• Given passage
* Begin *
September 27, 2002, in two distinct yet clearly contrasting ways was of great significance. It was the occasion when, a long with my colleagues from Africa, the Caribbean and the Pacific, we commenced negotiations with the European Union (EU), the eventual conclusion of which would transform our trade relations in the most profound way, and propel us squarely into the liberalised global economy which is rapidly emerging.
We were still getting attuned to the complexity of the task before us, when we received information, which would fill us with foreboding. We received word of the requests by Australia and Brazil to the European Communities for consultations with respect to the EC's Common Organisation of the Market in Sugar, with the attendant implications for all ACP countries which export sugar to the EU.
For Guyana, the concern was heightened by the fact that the requests emanated from Australia, a fellow longstanding member of the Commonwealth and from Brazil, its neighbour to the south, with which it enjoys the most excellent relations.
I must acknowledge that both Australia and Brazil are on record as stating that their approach to the EC is in no way intended to call into question the ACP beneficial exports of sugar to the EU under the sugar protocol and the special preferential sugar agreement. However, one of the reasons I am here today to make this statement is in no small measure linked to the traumatic experience we in the Caribbean had with our banana industry. Following the challenge to the EC banana import regime by some non-ACP exporting countries, similar assurances were given to us. In the end those assurances brought us no comfort. I will say more about that later.
My colleague from Mauritius has stated that Guyana and other Commonwealth countries were exporting sugar to the United Kingdom under the Commonwealth Sugar Agreement some 25 years before its entry to the EC in 1975. This longstanding arrangement was transformed by mutual consent and to mutual benefit of the ACP and EU into the sugar protocol with its guarantees of purchase and import, negotiated price and unlimited duration.
The tremendous importance to my country of access for its sugar to the EU market on those terms, cannot be over-emphasised. We export 167,000 tonnes of sugar to the EU under the sugar protocol and currently a further 25,000 - 30,000 tonnes under the special preferential sugar agreement. These exports make up over 90 per cent of our sugar exports outside of our region and they underpin the industry in a very fundamental way.
The beneficial terms under which our exports of sugar under the protocol enter the EU have been sanctioned by the successive waivers granted by the multilateral trading system to the ACP-EC Agreements. And at the conclusion of the Uruguay round of multilateral trade negotiations which gave birth to the World Trade Organisation, the EC in a footnote to its export commitment, explicitly provided for the exclusion of exports of sugar of ACP and Indian origin from its reduction commitment.
* End *
Image location labeling records:
* Begin *
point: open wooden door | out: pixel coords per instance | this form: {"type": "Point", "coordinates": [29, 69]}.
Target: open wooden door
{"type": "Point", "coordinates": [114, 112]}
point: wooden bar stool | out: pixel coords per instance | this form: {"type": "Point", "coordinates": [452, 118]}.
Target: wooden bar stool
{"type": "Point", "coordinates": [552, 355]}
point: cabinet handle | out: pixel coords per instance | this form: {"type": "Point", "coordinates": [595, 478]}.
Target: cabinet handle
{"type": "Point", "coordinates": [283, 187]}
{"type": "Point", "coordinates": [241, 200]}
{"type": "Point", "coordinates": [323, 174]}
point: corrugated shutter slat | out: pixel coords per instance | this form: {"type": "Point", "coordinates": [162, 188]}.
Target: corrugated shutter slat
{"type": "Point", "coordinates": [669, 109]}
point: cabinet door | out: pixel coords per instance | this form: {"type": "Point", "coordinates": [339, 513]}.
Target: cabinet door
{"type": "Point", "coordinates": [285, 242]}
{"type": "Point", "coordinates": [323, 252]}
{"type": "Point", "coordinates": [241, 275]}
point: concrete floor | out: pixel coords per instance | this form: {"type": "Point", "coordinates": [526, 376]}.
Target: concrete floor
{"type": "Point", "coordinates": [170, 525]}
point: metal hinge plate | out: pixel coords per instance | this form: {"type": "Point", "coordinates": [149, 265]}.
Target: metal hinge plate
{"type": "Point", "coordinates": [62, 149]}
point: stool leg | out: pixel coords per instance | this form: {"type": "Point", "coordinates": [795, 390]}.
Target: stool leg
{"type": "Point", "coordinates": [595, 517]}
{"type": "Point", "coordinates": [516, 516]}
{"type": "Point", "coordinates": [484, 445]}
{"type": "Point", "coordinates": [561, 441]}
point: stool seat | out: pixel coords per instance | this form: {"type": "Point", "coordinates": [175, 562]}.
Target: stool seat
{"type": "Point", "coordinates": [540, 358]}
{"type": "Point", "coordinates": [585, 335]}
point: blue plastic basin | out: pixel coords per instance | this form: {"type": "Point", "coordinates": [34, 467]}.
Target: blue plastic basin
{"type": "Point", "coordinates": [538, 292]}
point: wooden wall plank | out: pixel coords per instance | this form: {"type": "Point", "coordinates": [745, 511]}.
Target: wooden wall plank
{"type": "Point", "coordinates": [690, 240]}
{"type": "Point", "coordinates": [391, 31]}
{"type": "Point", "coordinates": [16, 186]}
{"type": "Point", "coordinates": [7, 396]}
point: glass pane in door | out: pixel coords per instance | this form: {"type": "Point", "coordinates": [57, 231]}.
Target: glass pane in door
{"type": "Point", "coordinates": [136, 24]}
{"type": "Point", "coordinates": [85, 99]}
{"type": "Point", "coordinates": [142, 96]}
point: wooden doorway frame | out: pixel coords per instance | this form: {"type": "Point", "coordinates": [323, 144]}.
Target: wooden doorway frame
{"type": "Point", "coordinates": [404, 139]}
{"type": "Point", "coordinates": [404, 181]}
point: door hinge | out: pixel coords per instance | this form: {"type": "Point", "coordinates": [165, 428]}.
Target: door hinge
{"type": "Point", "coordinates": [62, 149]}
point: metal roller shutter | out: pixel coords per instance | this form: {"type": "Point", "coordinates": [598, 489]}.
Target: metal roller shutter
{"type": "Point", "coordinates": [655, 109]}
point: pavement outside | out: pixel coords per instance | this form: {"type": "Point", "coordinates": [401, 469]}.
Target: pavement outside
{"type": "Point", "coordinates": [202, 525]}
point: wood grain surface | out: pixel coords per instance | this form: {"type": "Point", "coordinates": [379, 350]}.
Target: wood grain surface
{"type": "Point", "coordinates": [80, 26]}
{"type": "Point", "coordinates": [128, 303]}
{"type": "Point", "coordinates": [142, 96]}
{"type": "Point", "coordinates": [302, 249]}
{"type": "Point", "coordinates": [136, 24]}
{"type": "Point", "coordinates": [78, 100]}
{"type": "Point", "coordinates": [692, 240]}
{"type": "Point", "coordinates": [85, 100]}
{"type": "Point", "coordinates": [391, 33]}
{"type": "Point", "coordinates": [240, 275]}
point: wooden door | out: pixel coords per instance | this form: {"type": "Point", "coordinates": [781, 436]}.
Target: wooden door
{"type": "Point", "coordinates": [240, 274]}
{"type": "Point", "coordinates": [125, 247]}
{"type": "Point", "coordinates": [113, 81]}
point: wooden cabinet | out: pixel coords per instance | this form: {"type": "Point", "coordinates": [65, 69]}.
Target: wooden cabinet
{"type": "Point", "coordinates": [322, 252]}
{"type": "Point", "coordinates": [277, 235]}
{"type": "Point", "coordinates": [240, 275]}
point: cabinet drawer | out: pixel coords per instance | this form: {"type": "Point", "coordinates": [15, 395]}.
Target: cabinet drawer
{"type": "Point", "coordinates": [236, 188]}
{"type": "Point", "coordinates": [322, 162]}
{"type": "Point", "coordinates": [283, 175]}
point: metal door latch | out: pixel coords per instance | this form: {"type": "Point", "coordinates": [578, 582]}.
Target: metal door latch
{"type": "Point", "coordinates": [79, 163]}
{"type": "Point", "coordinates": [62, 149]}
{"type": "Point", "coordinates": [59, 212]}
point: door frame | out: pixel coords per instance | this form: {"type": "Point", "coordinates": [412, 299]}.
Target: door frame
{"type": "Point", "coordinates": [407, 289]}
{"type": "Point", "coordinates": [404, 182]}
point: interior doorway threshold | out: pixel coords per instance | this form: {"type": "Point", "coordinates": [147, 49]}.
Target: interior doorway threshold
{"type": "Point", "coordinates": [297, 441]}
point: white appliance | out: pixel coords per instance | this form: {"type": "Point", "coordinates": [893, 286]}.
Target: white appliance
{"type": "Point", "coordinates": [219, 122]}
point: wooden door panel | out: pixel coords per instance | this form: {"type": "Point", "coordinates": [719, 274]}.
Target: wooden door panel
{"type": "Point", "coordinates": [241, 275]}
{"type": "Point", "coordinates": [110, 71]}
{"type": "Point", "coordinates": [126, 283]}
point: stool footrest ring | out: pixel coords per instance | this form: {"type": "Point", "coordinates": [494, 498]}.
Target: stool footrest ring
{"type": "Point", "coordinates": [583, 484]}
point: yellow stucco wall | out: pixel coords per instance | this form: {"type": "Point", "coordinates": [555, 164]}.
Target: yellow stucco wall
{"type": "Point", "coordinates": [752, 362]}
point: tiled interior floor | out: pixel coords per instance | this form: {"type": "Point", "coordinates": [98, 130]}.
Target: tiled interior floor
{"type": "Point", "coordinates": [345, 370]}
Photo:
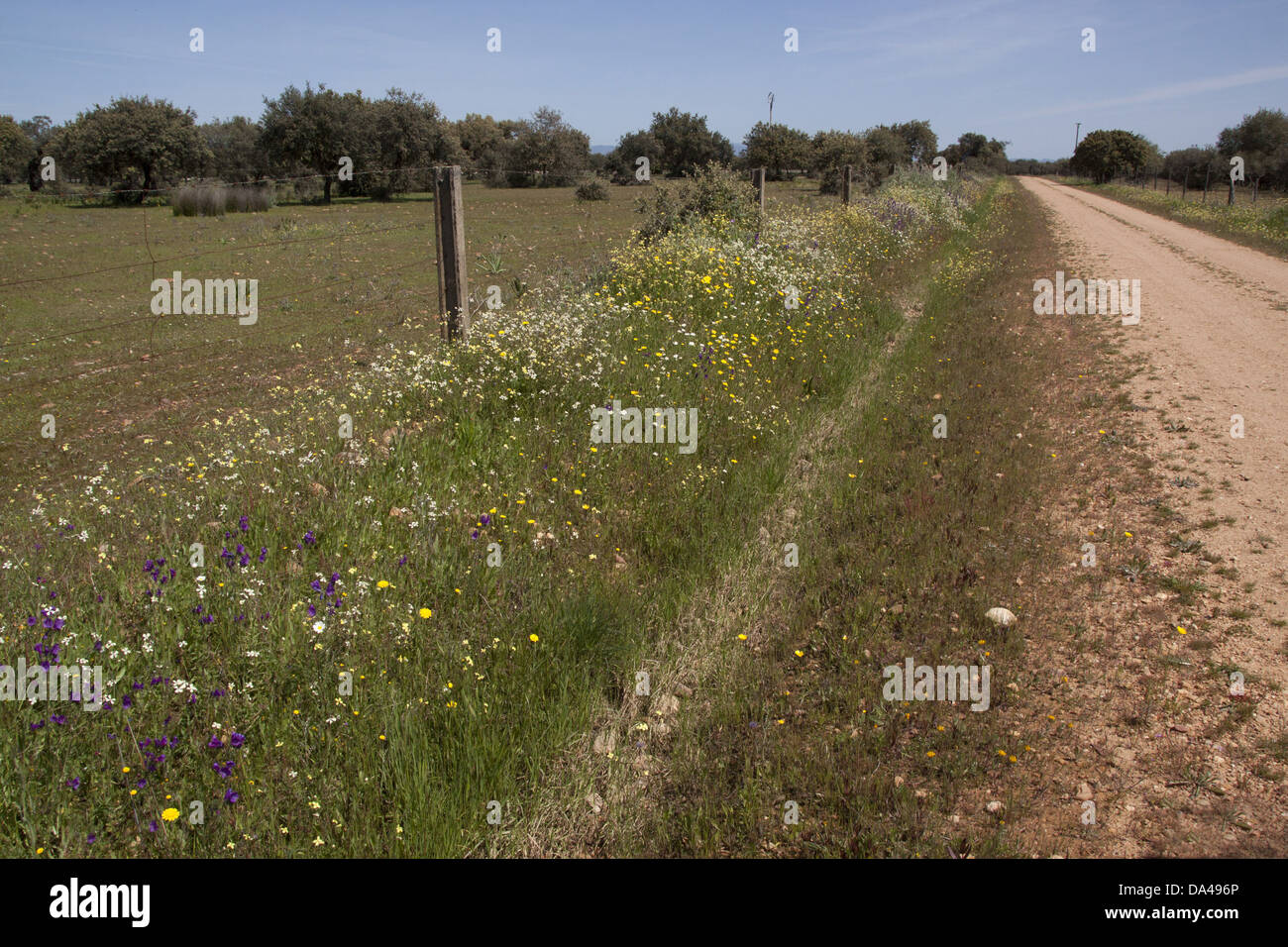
* End *
• The problem
Can you write the next part of the statement on Guyana's sugar exports to the EU, picking up after its final sentence?

• Answer to this task
What is the volume of EU imports of sugar from the ACP countries provided for under the beneficial trade arrangements sugar protocol? Some may say a mere 1.6 million metric tonnes in the context of large producers such as Australia and Brazil. However, for our small developing countries, in which sugar is the dominant agricultural activity and in some cases the dominant economic and export activity, those 1.6 million tonnes represent our lifeblood. We will commit a grave social injustice to our people if we do not do all in our power to ensure the preservation of those arrangements and are confident that countries such as Australia and Brazil fully appreciate why.
Guyana is in no way questioning the right of Australia and Brazil, as members of the WTO, from pursuing what they perceive to be their national interests. At the same time, the Government of Guyana on behalf of the people of Guyana is equally obliged to seek to ensure that at the end of these consultations - and we sincerely hope that consultations will suffice - any resolution will not have devastating effects similar to those experienced by some ACP countries in the Caribbean, particularly the Commonwealth of Dominica whose economy was ruined as a result of the outcome of the WTO ruling on the EU banana import regime.
Guyana is a young developing nation grappling with a very fragile economy and is severely constrained by an inadequacy of technical and financial resources. Even in such circumstances we are making every effort to be engaged in negotiations with the EU for a new WTO compatible trading arrangements, in hemispheric negotiations for the Free Trade Area of the Americas (FTAA) and in the post Doha Negotiations in the WTO. We are now confronted with the possible implications for our exports of sugar to the EU as a result of the demarche by Australia and Brazil. This casts a pall of great uncertainty over the future as it could call into question the very basis on which we have predicated our chances of meeting the challenges of the New Global Environment.
Despite the assurances from a longstanding member of the Commonwealth and from our great neighbour to the south, we are very concerned about the likely effect of their action on the future of the arrangements under which our sugar is exported to the EC. I will not seek to elaborate the consequences of any damage, even the slightest, to those arrangements.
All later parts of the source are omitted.